Being an Academy graduate, Parker had the proper respect for naval authority. "Aye, aye, sir," he said, though he had no idea what he was agreeing to. Later Parker was ushered into the assistant secretary of the navy's office and then into the office of the judge advocate, who gave him legal advice on the matter. By the time Parker finally met with Norris and Engstrom, he was only aware that the navy thought that this proposed venture was vitally important. Or at least he was aware that the navy was trotting out its biggest names in an effort to woo him.
Norris and Engstrom made the same pitch to Parker that they'd already made to a dozen other potential investors. They told him that they'd been involved in highly classified work and would like to continue it on a private basis, but that they needed an investor to pick up half the tab for their new venture. They promised at least three years of service and laid out a few of the potential business applications for the technology.
+---+
THINGS TO DO -
(A) Translate this sentence from the passage about Parker and the navy into Spanish: "Norris and Engstrom made the same pitch to Parker that they'd already made to a dozen other potential investors."
(B) Pick up the passage about Parker's meeting with Norris and Engstrom and write what comes after its last sentence.
The records have no connection to the passage.

Dataset records -
+---+
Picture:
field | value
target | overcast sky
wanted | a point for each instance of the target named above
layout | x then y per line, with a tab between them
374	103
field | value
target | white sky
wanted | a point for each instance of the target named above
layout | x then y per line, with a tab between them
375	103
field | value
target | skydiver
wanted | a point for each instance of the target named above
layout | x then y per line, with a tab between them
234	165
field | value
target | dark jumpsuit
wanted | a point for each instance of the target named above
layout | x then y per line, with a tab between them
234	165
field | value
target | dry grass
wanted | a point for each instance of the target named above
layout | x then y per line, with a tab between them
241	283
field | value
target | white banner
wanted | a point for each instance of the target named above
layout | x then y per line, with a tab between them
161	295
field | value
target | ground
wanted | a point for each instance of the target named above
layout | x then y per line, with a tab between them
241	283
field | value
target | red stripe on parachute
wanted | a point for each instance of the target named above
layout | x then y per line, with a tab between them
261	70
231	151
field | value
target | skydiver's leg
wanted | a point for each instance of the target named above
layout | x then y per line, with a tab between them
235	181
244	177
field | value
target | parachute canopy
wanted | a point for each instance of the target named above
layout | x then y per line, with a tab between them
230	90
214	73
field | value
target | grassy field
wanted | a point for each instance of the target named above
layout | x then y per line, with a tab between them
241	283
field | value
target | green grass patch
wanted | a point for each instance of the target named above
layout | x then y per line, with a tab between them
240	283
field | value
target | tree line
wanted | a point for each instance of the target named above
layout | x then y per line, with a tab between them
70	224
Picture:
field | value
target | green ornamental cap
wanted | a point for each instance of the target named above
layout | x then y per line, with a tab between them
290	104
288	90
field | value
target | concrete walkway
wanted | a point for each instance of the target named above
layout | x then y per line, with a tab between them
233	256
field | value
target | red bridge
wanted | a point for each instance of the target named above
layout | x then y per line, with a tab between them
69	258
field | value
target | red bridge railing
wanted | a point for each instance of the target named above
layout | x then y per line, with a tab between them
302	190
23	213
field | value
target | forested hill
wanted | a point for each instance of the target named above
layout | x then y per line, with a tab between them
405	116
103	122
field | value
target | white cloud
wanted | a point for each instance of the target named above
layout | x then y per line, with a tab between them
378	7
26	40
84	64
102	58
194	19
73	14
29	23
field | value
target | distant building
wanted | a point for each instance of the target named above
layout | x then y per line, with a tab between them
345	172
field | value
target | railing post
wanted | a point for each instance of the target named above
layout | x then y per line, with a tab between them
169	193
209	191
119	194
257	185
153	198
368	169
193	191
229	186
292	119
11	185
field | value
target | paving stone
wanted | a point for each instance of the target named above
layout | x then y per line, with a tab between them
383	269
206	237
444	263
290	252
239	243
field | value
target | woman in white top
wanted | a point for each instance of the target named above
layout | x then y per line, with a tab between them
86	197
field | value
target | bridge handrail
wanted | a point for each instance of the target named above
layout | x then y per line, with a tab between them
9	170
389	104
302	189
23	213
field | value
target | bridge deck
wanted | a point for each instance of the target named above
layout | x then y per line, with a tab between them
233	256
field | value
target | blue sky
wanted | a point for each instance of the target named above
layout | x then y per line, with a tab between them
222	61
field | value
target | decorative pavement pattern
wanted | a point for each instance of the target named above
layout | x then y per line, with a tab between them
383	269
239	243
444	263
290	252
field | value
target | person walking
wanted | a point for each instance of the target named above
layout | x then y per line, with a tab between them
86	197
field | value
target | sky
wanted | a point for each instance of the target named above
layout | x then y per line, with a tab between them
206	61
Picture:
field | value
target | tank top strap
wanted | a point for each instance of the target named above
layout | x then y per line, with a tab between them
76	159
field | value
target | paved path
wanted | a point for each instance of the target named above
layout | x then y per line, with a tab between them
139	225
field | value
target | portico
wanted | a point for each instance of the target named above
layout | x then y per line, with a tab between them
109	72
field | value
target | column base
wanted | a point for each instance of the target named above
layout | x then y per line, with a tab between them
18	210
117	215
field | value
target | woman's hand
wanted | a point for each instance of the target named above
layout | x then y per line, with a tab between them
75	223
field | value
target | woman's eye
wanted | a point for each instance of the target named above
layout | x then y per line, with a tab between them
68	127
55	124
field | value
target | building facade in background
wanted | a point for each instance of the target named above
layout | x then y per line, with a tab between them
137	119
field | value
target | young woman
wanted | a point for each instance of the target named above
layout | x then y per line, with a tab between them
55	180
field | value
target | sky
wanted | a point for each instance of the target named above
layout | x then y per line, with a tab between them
+---+
RESPONSES FOR EACH TASK -
(A) Norris y Engstrom le hicieron a Parker la misma propuesta que ya les habían hecho a una docena de otros posibles inversores.

(B)
After they finished, Parker still knew almost nothing about the proposed venture. Nimitz hadn't given him a shred of information about it, and had said only that it was of great importance to the country. Norris and Engstrom had provided a little bit more, but even their information was sketchy. They apologetically explained that it would be a felony to reveal any more, and Parker accepted their explanation. By the end of the fourth meeting they still hadn't told Parker who his new customers would be.
Parker had grown wealthy as an entrepreneur and was far shrewder than any of the navy men suspected. No, he didn't understand digital electronics or vacuum tubes, and he couldn't assess the technical capabilities of Norris and Engstrom. But he could read between the lines. He implicitly understood that the company's main customer would be the navy—that was plain enough—and he knew that the navy had already assessed the capabilities of Norris and Engstrom. If Norris and Engstrom had come up short in its estimation, he wouldn't be here. It was a roundabout way of evaluating the situation, but it was all he had. Parker liked to tell his friends that it was a little bit like taking on a symphony orchestra without knowing a note of music, but that didn't worry him.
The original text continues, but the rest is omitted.